SHORT PROBLEM:
Reproduce the listing word for word, everything from its first line down to the line containing "162;38;180;59", both ends included. Leave the pictures out.

RECORD EXCERPTS:

>>>

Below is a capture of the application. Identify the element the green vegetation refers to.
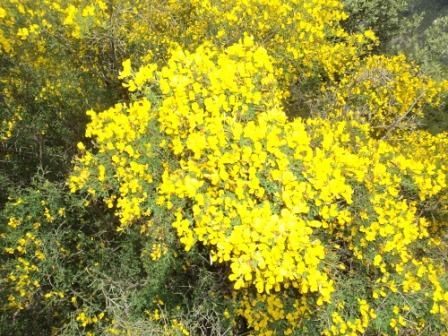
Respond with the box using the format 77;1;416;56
0;0;448;336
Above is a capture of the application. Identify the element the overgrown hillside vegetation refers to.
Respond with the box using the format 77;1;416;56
0;0;448;336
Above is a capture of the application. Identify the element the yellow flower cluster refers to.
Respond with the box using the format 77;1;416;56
5;228;45;310
71;35;447;335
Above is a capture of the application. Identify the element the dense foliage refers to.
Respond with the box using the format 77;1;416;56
0;0;448;336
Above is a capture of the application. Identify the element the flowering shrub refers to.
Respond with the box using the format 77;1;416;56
70;36;448;335
0;0;448;336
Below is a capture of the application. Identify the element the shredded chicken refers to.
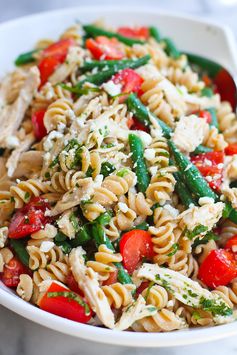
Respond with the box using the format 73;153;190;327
177;202;224;232
0;67;40;148
173;115;208;153
137;263;234;324
69;247;114;328
6;133;35;177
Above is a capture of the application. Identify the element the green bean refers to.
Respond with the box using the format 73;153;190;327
80;54;151;73
77;56;150;89
10;239;30;267
100;161;115;177
128;134;150;193
173;172;197;208
168;141;218;201
126;94;172;138
83;25;145;46
191;144;213;155
149;26;161;43
15;49;39;66
70;223;91;248
162;38;180;59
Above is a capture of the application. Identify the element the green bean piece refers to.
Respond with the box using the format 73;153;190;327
95;211;112;226
162;38;181;59
149;26;161;43
70;223;91;248
10;239;30;267
100;161;115;177
191;144;213;155
173;172;197;208
128;134;150;193
206;107;219;129
15;49;40;67
114;263;132;284
80;54;151;73
126;94;172;138
83;25;145;46
78;56;150;89
168;141;218;201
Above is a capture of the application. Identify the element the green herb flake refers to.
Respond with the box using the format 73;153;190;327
168;243;179;256
200;297;233;316
24;192;30;201
186;224;208;240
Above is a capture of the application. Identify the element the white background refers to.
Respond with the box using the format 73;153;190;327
0;0;237;355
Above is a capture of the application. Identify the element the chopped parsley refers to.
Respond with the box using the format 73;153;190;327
47;291;90;316
200;297;233;316
186;224;208;240
24;192;30;200
168;243;179;256
192;232;218;248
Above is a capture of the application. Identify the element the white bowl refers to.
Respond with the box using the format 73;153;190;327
0;6;237;347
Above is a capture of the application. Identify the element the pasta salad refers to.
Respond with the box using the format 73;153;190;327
0;23;237;332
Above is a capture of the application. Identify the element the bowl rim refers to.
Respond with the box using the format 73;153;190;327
0;5;237;347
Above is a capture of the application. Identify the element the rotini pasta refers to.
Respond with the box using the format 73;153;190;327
0;22;237;332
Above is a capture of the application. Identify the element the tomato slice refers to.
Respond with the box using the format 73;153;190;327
191;152;224;190
225;234;237;253
86;36;124;60
42;38;75;63
120;229;154;274
225;143;237;155
198;249;237;288
31;110;47;141
39;282;91;323
8;197;50;239
38;38;74;86
103;269;118;286
194;110;212;124
112;68;144;101
0;257;31;288
117;27;150;40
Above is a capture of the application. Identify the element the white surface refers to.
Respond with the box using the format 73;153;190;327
0;0;236;355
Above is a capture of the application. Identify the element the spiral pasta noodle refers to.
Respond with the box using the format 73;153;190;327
27;245;65;270
86;244;122;280
10;179;52;208
101;282;135;309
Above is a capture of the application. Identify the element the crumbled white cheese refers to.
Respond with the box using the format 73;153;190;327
173;115;208;153
118;202;128;213
144;148;156;161
6;136;20;149
44;131;63;152
102;80;122;96
149;166;158;176
164;204;179;218
133;131;152;148
198;196;215;206
40;241;55;253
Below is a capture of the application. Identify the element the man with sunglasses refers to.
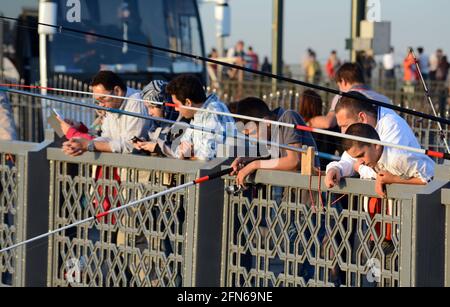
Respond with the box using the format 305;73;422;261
63;71;151;156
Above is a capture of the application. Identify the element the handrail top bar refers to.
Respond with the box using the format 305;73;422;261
223;166;449;199
0;130;54;155
47;148;226;174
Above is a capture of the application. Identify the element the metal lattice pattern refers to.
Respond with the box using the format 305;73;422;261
50;161;192;287
0;153;19;286
224;180;401;287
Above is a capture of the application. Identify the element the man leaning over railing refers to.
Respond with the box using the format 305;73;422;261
63;71;150;156
325;92;434;194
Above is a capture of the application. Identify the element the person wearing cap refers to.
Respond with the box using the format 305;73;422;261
134;80;182;158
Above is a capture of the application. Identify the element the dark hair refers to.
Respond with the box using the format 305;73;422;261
91;70;127;92
166;75;206;104
342;124;380;151
335;92;378;117
335;63;365;84
236;97;274;124
299;90;323;122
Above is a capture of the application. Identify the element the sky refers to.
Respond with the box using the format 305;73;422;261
200;0;450;64
0;0;450;64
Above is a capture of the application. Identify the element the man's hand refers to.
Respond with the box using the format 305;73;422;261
236;162;256;188
56;117;81;135
353;160;366;174
134;142;157;152
231;158;245;176
325;168;341;189
62;138;89;157
375;171;397;198
178;142;194;160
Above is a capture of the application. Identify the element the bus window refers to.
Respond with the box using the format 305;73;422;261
49;0;203;78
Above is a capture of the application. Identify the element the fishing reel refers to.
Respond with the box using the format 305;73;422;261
225;174;258;196
225;185;247;196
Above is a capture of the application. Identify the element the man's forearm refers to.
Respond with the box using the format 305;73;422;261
94;141;112;152
386;176;427;185
250;157;300;172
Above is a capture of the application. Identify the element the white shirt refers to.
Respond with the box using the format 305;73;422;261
96;88;150;154
360;147;435;183
383;52;395;70
327;108;428;178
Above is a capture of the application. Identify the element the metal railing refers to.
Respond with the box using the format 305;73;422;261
0;137;450;287
0;131;52;287
221;171;448;287
47;149;227;287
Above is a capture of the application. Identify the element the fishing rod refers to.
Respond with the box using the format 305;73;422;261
410;48;450;153
4;89;450;160
0;168;233;254
0;16;450;125
0;87;340;161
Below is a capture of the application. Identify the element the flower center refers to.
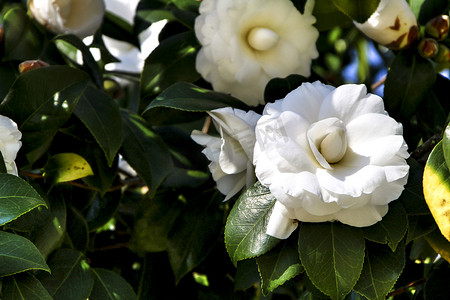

<<<

FULL RESPONSE:
Below is a capture of the application. Identify the element the green vegetation refers to.
Respond with the box using the format 77;1;416;56
0;0;448;336
Above is a capture of the application. Identify the element the overgrown hillside vegetation refers to.
Respond with the box using the format 77;1;416;56
0;0;448;336
Above is a capture of the application. Identify the element the yellow flower cluster refers to.
Respond with the box using the format 77;1;416;56
5;228;45;310
71;35;447;335
Above is a capture of the application. Identify the element the dense foliage refers to.
Respond with the box using the format 77;1;416;56
0;0;448;336
Above is a capture of the application. Identify the element the flowering shrub refers to.
Respond with the box using the format 77;1;416;56
70;36;448;335
0;0;448;336
Below is a capture of the application. Identify the element the shredded chicken refers to.
Respond with the box using the format 73;153;190;327
177;202;224;232
0;67;40;148
173;115;208;153
137;263;234;324
69;247;114;328
6;133;35;177
Above is a capture of the application. Identify the element the green bean refers to.
Respond with the box using the format 73;153;190;327
80;54;151;73
77;56;150;89
10;239;30;267
100;161;115;177
128;134;150;193
173;172;197;208
168;141;218;201
126;94;172;138
83;25;145;46
191;144;213;155
149;26;161;43
15;49;39;66
70;223;91;248
162;38;180;59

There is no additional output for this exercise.